Box annotations for photos:
• • • • •
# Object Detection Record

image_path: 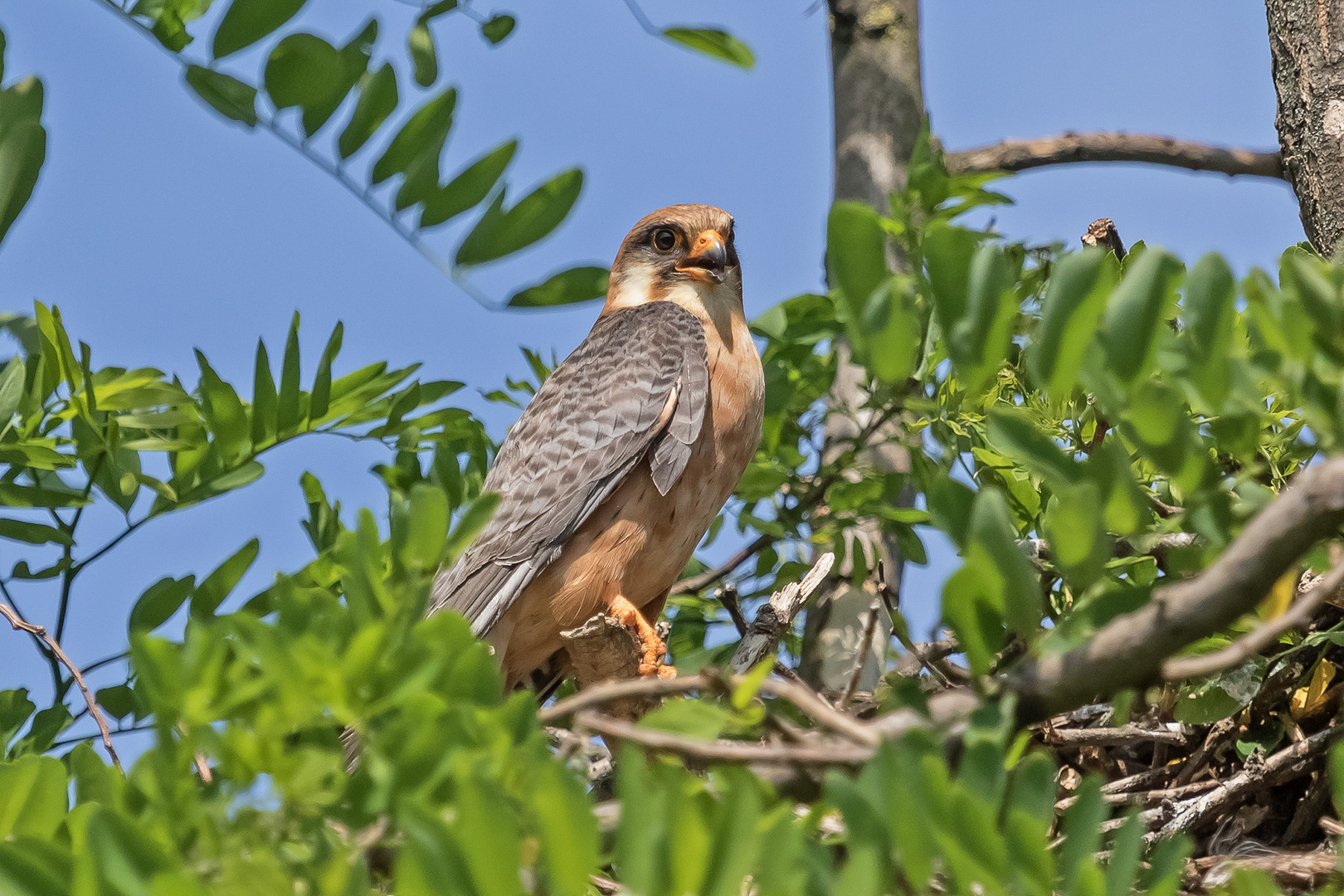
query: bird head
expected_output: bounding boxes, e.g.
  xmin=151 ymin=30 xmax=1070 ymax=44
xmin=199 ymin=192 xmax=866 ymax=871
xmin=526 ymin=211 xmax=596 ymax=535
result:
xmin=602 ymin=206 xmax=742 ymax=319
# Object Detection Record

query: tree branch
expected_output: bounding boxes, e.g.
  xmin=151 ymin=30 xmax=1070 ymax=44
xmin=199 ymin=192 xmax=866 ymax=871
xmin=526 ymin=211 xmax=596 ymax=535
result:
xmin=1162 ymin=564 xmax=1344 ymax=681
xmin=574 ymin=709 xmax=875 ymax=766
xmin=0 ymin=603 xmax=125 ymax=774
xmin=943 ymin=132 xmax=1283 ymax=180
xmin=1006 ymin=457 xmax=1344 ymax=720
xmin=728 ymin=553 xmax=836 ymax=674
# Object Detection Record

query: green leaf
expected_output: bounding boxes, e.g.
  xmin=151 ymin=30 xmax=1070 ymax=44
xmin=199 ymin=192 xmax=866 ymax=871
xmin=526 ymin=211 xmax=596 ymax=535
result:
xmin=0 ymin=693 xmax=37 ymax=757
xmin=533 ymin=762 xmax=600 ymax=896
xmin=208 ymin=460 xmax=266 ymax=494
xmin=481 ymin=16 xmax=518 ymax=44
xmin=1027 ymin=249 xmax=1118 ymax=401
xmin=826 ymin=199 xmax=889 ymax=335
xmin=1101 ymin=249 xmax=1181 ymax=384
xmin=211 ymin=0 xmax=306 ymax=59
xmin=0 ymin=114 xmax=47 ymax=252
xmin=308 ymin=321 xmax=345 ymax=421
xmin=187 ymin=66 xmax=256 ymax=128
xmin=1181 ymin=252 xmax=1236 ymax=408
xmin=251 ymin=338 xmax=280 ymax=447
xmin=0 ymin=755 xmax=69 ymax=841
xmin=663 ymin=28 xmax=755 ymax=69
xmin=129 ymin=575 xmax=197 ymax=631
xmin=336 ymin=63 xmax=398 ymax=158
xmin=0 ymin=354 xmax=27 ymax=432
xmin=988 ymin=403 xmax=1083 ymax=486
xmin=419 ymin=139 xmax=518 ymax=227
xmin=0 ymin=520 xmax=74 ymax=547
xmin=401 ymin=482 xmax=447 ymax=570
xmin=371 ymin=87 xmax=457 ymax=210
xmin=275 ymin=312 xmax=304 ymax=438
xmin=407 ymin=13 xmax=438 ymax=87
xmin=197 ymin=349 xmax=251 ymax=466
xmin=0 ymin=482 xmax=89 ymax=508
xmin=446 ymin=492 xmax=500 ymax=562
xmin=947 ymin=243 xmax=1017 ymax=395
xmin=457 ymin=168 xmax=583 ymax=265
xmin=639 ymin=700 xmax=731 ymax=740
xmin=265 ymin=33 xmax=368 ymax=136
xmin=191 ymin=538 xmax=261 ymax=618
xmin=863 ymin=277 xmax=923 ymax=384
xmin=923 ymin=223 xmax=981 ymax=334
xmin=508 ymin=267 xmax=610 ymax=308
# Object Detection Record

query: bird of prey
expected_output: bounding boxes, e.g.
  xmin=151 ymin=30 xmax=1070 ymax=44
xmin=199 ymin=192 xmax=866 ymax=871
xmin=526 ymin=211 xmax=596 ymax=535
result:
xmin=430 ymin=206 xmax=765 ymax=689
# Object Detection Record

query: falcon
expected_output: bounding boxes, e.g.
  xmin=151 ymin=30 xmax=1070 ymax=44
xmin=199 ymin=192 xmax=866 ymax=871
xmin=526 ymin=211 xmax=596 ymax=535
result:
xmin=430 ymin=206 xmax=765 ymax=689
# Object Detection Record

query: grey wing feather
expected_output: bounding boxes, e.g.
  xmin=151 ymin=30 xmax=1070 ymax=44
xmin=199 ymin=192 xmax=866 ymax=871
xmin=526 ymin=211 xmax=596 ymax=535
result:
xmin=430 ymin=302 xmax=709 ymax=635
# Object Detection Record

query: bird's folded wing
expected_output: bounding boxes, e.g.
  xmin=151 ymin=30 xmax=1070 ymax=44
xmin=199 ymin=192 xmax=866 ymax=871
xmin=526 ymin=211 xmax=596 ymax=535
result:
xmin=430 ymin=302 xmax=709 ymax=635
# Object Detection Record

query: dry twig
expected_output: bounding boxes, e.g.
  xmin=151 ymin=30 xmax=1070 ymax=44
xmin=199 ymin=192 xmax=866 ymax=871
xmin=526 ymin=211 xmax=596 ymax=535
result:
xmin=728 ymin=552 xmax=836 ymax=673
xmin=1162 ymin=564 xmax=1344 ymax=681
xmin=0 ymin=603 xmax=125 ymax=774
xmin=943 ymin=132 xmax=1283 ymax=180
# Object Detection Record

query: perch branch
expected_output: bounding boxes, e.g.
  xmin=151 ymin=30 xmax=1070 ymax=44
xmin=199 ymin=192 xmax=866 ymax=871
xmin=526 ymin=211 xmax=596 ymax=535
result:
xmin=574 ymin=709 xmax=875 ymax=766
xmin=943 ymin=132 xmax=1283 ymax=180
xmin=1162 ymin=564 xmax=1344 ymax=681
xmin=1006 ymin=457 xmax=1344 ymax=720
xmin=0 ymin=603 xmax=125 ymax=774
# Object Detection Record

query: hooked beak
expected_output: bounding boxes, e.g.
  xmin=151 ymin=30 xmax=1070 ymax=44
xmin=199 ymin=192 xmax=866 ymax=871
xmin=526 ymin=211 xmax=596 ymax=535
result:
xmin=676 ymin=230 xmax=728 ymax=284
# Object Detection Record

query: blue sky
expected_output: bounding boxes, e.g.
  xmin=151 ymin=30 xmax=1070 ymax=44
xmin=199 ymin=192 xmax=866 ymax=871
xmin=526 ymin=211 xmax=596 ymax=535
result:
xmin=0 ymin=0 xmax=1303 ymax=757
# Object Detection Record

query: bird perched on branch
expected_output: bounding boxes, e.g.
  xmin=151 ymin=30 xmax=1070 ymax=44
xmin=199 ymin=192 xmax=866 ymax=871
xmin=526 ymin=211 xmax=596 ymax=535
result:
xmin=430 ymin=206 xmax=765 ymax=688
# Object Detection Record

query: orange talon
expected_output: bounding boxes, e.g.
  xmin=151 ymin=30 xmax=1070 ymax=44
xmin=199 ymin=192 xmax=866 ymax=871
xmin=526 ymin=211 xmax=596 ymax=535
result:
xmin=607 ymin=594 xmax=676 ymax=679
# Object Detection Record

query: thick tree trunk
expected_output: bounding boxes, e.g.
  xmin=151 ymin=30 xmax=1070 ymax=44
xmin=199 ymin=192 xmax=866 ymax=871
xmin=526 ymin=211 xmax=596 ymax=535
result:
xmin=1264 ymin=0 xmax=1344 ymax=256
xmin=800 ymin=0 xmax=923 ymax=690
• • • • •
EXERCISE REQUIREMENTS —
Show, copied in full, each line above that contains the string "wing".

TASK ANSWER —
query: grey wing feather
query: bird's folded wing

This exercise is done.